- Opening Delimiter -
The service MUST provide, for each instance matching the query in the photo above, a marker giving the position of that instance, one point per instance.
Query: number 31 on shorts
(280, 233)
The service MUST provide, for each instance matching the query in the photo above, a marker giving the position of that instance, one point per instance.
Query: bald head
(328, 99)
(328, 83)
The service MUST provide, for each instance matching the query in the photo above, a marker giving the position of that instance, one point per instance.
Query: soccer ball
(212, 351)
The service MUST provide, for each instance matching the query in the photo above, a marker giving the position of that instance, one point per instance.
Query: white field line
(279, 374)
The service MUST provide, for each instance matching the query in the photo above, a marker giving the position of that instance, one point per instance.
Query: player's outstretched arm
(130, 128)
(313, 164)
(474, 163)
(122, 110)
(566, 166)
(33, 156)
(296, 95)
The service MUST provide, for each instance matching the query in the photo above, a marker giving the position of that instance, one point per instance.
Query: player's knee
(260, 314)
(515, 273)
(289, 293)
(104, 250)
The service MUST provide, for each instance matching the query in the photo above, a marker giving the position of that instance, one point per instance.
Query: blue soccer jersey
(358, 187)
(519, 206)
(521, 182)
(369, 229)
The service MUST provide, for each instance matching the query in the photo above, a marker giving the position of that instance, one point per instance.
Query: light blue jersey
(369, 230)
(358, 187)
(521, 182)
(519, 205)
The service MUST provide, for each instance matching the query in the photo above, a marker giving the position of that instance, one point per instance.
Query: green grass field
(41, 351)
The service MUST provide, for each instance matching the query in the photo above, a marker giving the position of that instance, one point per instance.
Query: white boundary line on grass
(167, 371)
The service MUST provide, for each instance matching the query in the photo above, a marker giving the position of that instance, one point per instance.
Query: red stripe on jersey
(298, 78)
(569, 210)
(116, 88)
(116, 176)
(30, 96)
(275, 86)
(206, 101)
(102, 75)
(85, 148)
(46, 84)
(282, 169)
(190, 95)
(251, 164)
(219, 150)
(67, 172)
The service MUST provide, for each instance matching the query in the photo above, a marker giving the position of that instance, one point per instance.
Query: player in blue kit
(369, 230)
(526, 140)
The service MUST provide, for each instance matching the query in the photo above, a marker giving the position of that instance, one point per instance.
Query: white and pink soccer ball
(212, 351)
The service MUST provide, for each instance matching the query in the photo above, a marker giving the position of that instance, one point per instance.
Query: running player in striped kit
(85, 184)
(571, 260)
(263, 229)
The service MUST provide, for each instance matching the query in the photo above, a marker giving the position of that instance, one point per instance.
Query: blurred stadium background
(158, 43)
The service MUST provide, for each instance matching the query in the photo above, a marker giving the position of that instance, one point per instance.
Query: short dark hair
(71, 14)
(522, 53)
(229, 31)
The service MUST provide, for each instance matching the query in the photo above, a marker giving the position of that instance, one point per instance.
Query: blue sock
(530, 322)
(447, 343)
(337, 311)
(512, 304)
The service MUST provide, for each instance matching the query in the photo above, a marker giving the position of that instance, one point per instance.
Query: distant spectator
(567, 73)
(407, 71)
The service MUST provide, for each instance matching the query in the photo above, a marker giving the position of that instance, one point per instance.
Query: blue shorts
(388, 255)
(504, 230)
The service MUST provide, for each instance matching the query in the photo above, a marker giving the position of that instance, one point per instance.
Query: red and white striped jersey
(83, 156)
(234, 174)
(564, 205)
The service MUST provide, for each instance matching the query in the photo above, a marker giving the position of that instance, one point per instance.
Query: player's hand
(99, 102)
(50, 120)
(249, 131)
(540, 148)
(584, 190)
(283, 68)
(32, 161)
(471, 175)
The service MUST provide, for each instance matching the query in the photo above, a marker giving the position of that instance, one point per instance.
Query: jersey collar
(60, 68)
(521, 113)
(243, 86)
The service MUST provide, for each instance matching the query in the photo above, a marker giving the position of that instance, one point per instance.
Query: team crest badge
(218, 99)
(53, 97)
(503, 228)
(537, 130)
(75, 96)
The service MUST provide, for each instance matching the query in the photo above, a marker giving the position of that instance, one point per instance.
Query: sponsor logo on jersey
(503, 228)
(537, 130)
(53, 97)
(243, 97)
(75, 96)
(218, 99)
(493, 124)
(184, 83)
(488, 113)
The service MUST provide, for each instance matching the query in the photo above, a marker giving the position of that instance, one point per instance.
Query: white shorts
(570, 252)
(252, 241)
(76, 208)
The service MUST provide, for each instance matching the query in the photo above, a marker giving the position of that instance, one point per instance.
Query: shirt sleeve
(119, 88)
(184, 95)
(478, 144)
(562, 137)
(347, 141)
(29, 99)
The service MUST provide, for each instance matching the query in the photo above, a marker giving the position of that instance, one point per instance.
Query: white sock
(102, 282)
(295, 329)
- Closing Delimiter -
▶ **What the task requires**: Exactly as they stand, restate all the lines of the listing.

▶ **Response box**:
The service MUST provide, for each instance matching the query in the photo above, a marker giving the position of that instance, one point per instance.
Query: number 31 on shorts
(280, 233)
The service MUST provide, for each instance matching the query in the photo above, a marker giving the position of that instance, one point per instance.
Query: bald head
(328, 99)
(328, 83)
The service MUST provide, for each instance matching the query in the photo above, a marker giving the position of that instance, one point per instance.
Query: soccer ball
(212, 351)
The service MUST provide, for each instance matching the query in the photo above, a marker giving the position of that instance, one point per instance.
Query: white field line
(279, 374)
The service MUST provide, for each instance matching the query in the photo above, a marker giving the position of that instance, one point per instance.
Query: player's outstretched arm
(130, 128)
(313, 164)
(474, 163)
(122, 110)
(566, 166)
(33, 156)
(296, 95)
The service MUST provide, for each instance matching the query in the photo above, a marker giving the position of that instance, one point per instance.
Query: player's knee
(260, 314)
(515, 273)
(289, 293)
(104, 250)
The service MUST provide, for each instance matching the query in the photo above, a marker giving the position of that instance, one point per instance.
Query: blue soccer jersey
(358, 187)
(519, 206)
(521, 182)
(369, 229)
The service MUST provide, for each instance matching the query in the photo above, a marker giving the position of that instance, one point per instance.
Query: light blue jersey
(369, 230)
(358, 187)
(521, 182)
(519, 205)
The service MUST provide, for each instance matching the query in the photo above, a marker giving the position of that instance, one point per instance.
Query: green grass field
(41, 351)
The service MUST provide, for each instance matching the query in the photo above, a marker giving the position of that instance, one point per instance.
Query: white boundary line on grass
(167, 371)
The service MUST provide, for each instance matching the query in the photo above, a marker giving the position of that instance, one point per instance.
Query: red stripe on jersey
(298, 78)
(569, 210)
(116, 88)
(116, 176)
(30, 96)
(275, 86)
(206, 101)
(102, 75)
(85, 148)
(46, 84)
(282, 169)
(190, 95)
(251, 164)
(219, 150)
(67, 172)
The service MUST provide, for each instance matching the query in the photo above, a marker giving the position of that instance, one point per instance.
Query: player in blue kit
(369, 230)
(526, 140)
The service MUST provide, for each instance matching the query in the photo above, a marker giving the position of that instance, one point per instance.
Query: white and pink soccer ball
(212, 351)
The service MUST provide, for each instance matching the query in the photo above, a marker giving the position of that instance, one point per instance.
Query: running player in striped kit
(85, 184)
(571, 260)
(263, 229)
The service MUST provide, for each instance matching the query in the photo above, a marker giving the position of that instance, one point per instance.
Query: blurred stadium background
(158, 43)
The service MUST provide, for each instance matching the query in the photo above, a marker giving the position of that instance, one point per instance.
Query: short dark hair
(71, 14)
(522, 53)
(229, 31)
The service MUST provide, for each instance matching the query in the photo above, a marker giving the position of that instance, one point per instance.
Query: blue sock
(530, 322)
(447, 343)
(337, 311)
(512, 304)
The service MUST provide, for each instance matching the query in the photo above, a marker giving the position of that instance, one point per instance.
Query: distant spectator
(567, 73)
(407, 71)
The service MUST provide, for each instance matching the query in the photo above, a marker giving the position of that instance, one point per instance.
Query: blue shorts
(388, 255)
(504, 230)
The service MUST provide, for each instance matching the query in the photo above, a marker giving the position of that instance, one point per instance.
Query: red and white striped jersey
(83, 156)
(234, 174)
(564, 205)
The service MUST provide, for each instance matching the query in the photo above, a marker giving the position of that instance, one point per instance.
Query: player's hand
(99, 102)
(50, 120)
(249, 131)
(540, 148)
(584, 190)
(283, 68)
(32, 161)
(471, 175)
The service MUST provide, for each instance matching the query in the photo above, a marker giving the position of that instance, one point per instance.
Query: jersey collar
(60, 68)
(521, 113)
(243, 86)
The service MUST provide, for each instance matching the query in the photo above, a marker giving the position of that instance, one point per instance.
Query: team crest badge
(218, 99)
(53, 97)
(503, 228)
(537, 130)
(75, 96)
The service MUST provide, for each instance matching the query in the photo above, a marker giving the position of that instance, one point per instance.
Query: sponsor logo on jersey
(503, 228)
(537, 130)
(53, 97)
(243, 97)
(75, 96)
(218, 99)
(493, 124)
(184, 83)
(488, 113)
The service MUST provide, for each instance matching the query in the photo above, a marker giving the position of that instance, one point per instance.
Query: white shorts
(570, 252)
(252, 241)
(76, 208)
The service MUST provide, for each instance matching the query in the photo above, a marker giving the position of that instance, one point per instance.
Query: shirt sleeve
(119, 88)
(184, 95)
(478, 144)
(562, 137)
(347, 141)
(29, 99)
The service MUST provide, for each instance matching the query in the photo above, a marker giving the position of that instance, one point per instance.
Query: white sock
(102, 282)
(295, 329)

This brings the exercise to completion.